> [QUOTED PASSAGE]:
-*-*-
- Directed by: Benjamín Naishtat
- Written by: Benjamín Naishtat Hernán Ronsino
- Based on: Glaxo by Hernán Ronsino
- Produced by: Benjamin Domenech; Santiago Gallelli; Berta Marchiori; Matias Roveda; Rodrigo Teixeira;
- Starring: Lali Espósito; Esteban Lamothe; Marcelo Subiotto;
- Cinematography: Pedro Sotero
- Production companies: RT Features; Rei Pictures;
- Release date: 11 September 2026 (TIFF);
- Running time: 106 minutes
- Countries: Argentina; Brazil;
- Language: Spanish

= Glaxo (film) =

Glaxo is a 2026 drama film directed by Benjamín Naishtat, co-written with Hernán Ronsino and based on the same name novel by Hernán Ronsino. A co-production of Argentina and Brazil, it follows four young men living in a small Argentinian town which is home to a Glaxo pharmaceutical factory, whose lives and relationships begin to unravel after a retired police officer and his wife move to town.

The film had its world premiere in the Special Presentations section of the 2026 Toronto International Film Festival on 11 September.

== Cast ==

- Lali Espósito
- Marcelo Subiotto
- Esteban Lamothe
- Esteban Bigliardi
- Alan Sabbagh
- Manu Fanego
- Pablo Turturiello
- Martin Armendariz

== Production ==
Principal photography took place between October and late November of 2025.

== Release ==
The film premiered in the Special Presentations program at the 2026 Toronto International Film Festival on 11 September. It was also selected for the main competition of the 74th San Sebastián International Film Festival. In October 2026, it will compete at the 2026 BFI London Film Festival in official competition.
-*-*-
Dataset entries
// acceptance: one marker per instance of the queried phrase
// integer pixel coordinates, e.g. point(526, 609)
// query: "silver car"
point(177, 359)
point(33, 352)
-*-*-
> [PROBLEM 1]:
In the article on the film Glaxo, when did principal photography take place?
> [PROBLEM 2]:
Reproduce the part of the article on the film Glaxo that runs from "Glaxo is a 2026" up to and including "of the 2026 Toronto International Film Festival on 11 September.".

> [REPLY 1]:
Principal photography took place between October and late November of 2025.

> [REPLY 2]:
Glaxo is a 2026 drama film directed by Benjamín Naishtat, co-written with Hernán Ronsino and based on the same name novel by Hernán Ronsino. A co-production of Argentina and Brazil, it follows four young men living in a small Argentinian town which is home to a Glaxo pharmaceutical factory, whose lives and relationships begin to unravel after a retired police officer and his wife move to town.

The film had its world premiere in the Special Presentations section of the 2026 Toronto International Film Festival on 11 September.